● PARTS OF THE EXERCISE
a: Answer these questions from the court opinion below.
(i) Under which statute was Patrick indicted for kidnapping?
(ii) Who argued for the defendant-appellee?
(iii) On what date was the decision issued?
b: Reproduce the passage of the court opinion starting with "United States Court" and going on through "KILKENNY, Circuit Judges.".
c: Name every judge mentioned in the court opinion below.

● EXCERPTED TEXT

· · · · ·

532 F.2d 142
UNITED STATES of America, Plaintiff-Appellant,
Theodore Roosevelt PATRICK, Jr., aka Ted Patrick, Defendant-Appellee.
United States Court of Appeals,
March 5, 1976.
Paul Friedman, Asst. U. S. Atty. (argued), Seattle, Wash., for plaintiff-appellant.
Patrick M. Wall (argued), New York City, for defendant-appellee.
Before BROWNING, DUNIWAY and KILKENNY, Circuit Judges.
DUNIWAY, Circuit Judge:
Patrick was indicted for kidnapping in violation of 18 U.S.C. § 1201. The trial court entered a judgment which recites:
This action came on for trial before the Court, Honorable Walter T. McGovern, United States District Judge, presiding, and the issues having been duly considered, and a decision having been duly rendered, finding defendant NOT GUILTY as charged in the Indictment,
It is Ordered and Adjudged, the Defendant is hereby acquitted.
The United States appeals. We conclude that the United States cannot appeal, and we therefore dismiss.
The Criminal Appeals Act, 18 U.S.C. § 3731, as amended in 1971, provides, in pertinent part:
In a criminal case an appeal by the United States shall lie to a court of appeals from a decision, judgment, or order of a district court dismissing an indictment or information as to any one or more counts, except that no appeal shall lie where the double jeopardy clause of the United States Constitution prohibits further prosecution.

· · · · ·

● STORED RECORDS

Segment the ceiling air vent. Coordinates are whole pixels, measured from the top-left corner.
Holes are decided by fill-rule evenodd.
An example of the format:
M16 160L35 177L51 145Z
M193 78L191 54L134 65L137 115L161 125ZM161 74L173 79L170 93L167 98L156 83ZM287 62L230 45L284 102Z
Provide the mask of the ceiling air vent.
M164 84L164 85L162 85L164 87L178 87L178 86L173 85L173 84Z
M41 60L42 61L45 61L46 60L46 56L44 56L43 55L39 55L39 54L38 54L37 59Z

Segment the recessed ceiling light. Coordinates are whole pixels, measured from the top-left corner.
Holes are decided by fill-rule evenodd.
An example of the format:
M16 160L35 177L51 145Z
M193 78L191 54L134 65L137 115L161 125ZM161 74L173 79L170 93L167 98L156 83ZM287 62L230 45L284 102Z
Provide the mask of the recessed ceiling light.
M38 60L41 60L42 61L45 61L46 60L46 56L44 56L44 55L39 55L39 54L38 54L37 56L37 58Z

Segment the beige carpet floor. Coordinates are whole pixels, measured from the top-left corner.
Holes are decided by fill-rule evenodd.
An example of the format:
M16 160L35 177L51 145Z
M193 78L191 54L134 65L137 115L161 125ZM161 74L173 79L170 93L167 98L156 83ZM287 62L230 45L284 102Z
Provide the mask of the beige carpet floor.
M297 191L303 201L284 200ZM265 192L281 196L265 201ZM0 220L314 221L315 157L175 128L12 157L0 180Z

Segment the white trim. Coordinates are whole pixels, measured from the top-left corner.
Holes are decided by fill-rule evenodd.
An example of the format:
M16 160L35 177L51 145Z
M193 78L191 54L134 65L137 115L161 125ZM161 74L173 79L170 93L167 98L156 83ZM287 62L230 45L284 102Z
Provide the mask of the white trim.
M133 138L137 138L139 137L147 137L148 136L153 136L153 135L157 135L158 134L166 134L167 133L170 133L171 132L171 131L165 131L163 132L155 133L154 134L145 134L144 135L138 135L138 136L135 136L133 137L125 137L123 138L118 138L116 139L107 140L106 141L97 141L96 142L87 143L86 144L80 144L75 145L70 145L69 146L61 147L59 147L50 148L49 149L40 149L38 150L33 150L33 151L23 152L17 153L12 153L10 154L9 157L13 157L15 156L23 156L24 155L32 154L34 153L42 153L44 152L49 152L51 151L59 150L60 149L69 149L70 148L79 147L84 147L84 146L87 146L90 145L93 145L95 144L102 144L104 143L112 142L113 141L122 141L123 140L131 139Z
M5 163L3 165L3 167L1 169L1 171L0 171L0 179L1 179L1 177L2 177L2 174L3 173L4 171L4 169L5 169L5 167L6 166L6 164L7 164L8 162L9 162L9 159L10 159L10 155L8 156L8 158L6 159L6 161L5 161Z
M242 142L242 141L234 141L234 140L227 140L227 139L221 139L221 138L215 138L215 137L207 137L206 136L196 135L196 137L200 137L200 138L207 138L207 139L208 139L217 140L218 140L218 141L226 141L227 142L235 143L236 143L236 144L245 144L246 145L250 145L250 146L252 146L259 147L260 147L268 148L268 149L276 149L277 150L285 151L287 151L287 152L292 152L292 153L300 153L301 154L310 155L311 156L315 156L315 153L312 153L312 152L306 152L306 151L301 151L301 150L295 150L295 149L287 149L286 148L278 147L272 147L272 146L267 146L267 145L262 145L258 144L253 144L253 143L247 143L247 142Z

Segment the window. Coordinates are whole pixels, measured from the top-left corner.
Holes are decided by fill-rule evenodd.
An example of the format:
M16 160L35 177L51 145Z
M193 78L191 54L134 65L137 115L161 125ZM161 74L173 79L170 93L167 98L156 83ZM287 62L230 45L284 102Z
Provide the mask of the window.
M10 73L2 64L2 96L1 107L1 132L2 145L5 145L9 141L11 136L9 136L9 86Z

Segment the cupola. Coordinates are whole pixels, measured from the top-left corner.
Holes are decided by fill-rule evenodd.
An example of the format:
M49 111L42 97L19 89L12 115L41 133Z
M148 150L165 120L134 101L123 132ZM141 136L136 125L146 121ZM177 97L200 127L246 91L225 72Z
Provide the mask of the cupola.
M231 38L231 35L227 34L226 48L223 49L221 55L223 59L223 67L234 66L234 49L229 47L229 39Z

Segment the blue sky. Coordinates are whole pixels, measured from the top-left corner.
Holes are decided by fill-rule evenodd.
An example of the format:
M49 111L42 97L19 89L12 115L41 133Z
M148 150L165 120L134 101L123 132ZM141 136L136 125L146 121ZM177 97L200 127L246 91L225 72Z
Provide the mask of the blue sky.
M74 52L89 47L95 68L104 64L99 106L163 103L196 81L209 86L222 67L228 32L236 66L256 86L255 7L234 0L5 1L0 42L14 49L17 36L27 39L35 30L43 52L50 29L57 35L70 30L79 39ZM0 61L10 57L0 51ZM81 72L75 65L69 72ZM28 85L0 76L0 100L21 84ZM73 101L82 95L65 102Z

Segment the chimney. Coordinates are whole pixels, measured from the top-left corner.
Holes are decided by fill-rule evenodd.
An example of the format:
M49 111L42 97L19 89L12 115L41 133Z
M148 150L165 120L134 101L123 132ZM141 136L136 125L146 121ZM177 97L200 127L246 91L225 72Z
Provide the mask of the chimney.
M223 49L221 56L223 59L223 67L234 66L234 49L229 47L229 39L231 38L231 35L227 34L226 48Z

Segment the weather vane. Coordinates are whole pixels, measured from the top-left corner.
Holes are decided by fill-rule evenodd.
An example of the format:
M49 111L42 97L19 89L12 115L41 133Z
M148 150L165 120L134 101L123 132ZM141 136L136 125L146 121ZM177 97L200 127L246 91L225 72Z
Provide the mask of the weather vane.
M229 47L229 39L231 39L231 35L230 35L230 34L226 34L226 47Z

· · · · ·

● ANSWERS TO THE TASKS
a:
(i) 18 U.S.C. § 1201
(ii) Patrick M. Wall
(iii) March 5, 1976

b:
United States Court of Appeals,
March 5, 1976.
Paul Friedman, Asst. U. S. Atty. (argued), Seattle, Wash., for plaintiff-appellant.
Patrick M. Wall (argued), New York City, for defendant-appellee.
Before BROWNING, DUNIWAY and KILKENNY, Circuit Judges.

c:
Browning
Duniway
Kilkenny
Walter T. McGovern